What the task requires: In full and without alteration, repeat the material.

Dataset content:
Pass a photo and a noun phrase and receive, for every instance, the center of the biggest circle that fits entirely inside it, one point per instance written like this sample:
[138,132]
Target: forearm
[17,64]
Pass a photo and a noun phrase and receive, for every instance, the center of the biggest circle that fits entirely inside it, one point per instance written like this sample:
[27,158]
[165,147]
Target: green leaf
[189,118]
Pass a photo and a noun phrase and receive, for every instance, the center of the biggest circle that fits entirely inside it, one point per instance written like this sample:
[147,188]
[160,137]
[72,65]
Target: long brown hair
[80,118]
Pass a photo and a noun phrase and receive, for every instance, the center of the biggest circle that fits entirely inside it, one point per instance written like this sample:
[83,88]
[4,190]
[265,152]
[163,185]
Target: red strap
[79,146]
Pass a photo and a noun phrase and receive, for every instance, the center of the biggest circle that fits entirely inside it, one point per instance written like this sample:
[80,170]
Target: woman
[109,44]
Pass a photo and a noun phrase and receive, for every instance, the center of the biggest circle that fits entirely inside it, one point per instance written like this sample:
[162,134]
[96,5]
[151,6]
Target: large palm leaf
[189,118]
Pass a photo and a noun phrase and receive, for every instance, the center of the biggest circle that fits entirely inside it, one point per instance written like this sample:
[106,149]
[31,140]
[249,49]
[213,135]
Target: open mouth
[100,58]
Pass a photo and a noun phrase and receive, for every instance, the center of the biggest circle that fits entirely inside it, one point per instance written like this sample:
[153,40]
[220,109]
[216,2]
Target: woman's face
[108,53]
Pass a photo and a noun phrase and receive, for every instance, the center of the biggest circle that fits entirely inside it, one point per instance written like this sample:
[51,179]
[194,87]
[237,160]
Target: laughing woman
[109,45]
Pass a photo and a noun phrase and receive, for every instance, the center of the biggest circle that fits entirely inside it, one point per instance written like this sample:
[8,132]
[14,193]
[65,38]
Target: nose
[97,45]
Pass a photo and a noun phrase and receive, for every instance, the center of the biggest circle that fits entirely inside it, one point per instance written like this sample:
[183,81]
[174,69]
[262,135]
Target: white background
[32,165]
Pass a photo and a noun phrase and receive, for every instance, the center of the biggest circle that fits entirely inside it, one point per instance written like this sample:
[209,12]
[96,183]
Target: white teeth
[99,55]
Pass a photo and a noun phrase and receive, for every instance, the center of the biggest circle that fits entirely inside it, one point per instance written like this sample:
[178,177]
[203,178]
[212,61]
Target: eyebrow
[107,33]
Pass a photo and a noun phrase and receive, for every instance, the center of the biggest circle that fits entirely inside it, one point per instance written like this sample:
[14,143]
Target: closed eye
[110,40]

Completed exercise:
Pass a photo and a noun phrase and receive, for every instance, the center of the biggest circle that fits entirely inside it, one point per instance written like this sample:
[138,132]
Target: forearm
[17,64]
Pass a photo and a noun phrase and receive, for every instance, the center of the biggest circle that fits entirely inside it, one point per instance written like this sample:
[27,158]
[165,147]
Target: green leaf
[189,118]
Pass a photo and a noun phrase and receive, for every instance, the center of the biggest circle that fits entirely inside it, one point per instance written like this sample:
[147,188]
[160,137]
[72,65]
Target: long brown hair
[80,118]
Pass a photo and a noun phrase and receive, for every instance, the center of the biggest circle that fits entirely inside it, one point per instance written like this sample:
[83,88]
[4,190]
[265,152]
[163,185]
Target: red strap
[79,146]
Pass a photo and a noun phrase and receive, for every instance, the center of the biggest circle that fits entirely inside it, one point per instance written like this sample:
[80,170]
Target: woman
[109,44]
Pass a photo and a noun phrase and receive, for every instance, the center of the biggest circle that fits entirely inside it, one point per instance written like this sample:
[162,134]
[96,5]
[151,6]
Target: large palm leaf
[189,118]
Pass a photo and a noun phrase and receive, for every instance, the center of the biggest circle that fits entirely inside it, one point per instance written like this sample:
[106,149]
[31,140]
[249,49]
[213,135]
Target: open mouth
[100,58]
Pass a photo and a noun phrase and receive, for every instance, the center of the biggest circle that fits entirely inside it, one point per instance written like this sample:
[153,40]
[220,109]
[216,2]
Target: woman's face
[108,53]
Pass a photo and a noun phrase and receive, for every instance, the center of the biggest circle that fits entirely inside it, one point per instance written like this sample:
[51,179]
[194,87]
[237,160]
Target: laughing woman
[109,45]
Pass a photo and a noun phrase and receive, for every instance, the center of the biggest circle that fits entirely inside it, one point per instance written like this sample:
[8,132]
[14,193]
[65,38]
Target: nose
[97,45]
Pass a photo and a noun phrase and receive, for every instance, the center of the biggest circle that fits entirely inside it, one point per instance written like this sample:
[183,81]
[174,69]
[262,135]
Target: white background
[32,165]
Pass a photo and a noun phrase and receive, for every instance, the center of the biggest circle that fits entirely inside it, one point per instance written like this sample:
[209,12]
[96,183]
Target: white teeth
[99,55]
Pass a photo and a noun phrase and receive, for every instance, the center of the biggest circle that fits entirely inside it, one point per instance written like this sample:
[178,177]
[203,178]
[212,61]
Target: eyebrow
[107,33]
Pass a photo and a noun phrase and receive, for every instance, the center of the biggest circle that fits entirely inside it, one point per instance written like this sample:
[14,143]
Target: closed eye
[110,40]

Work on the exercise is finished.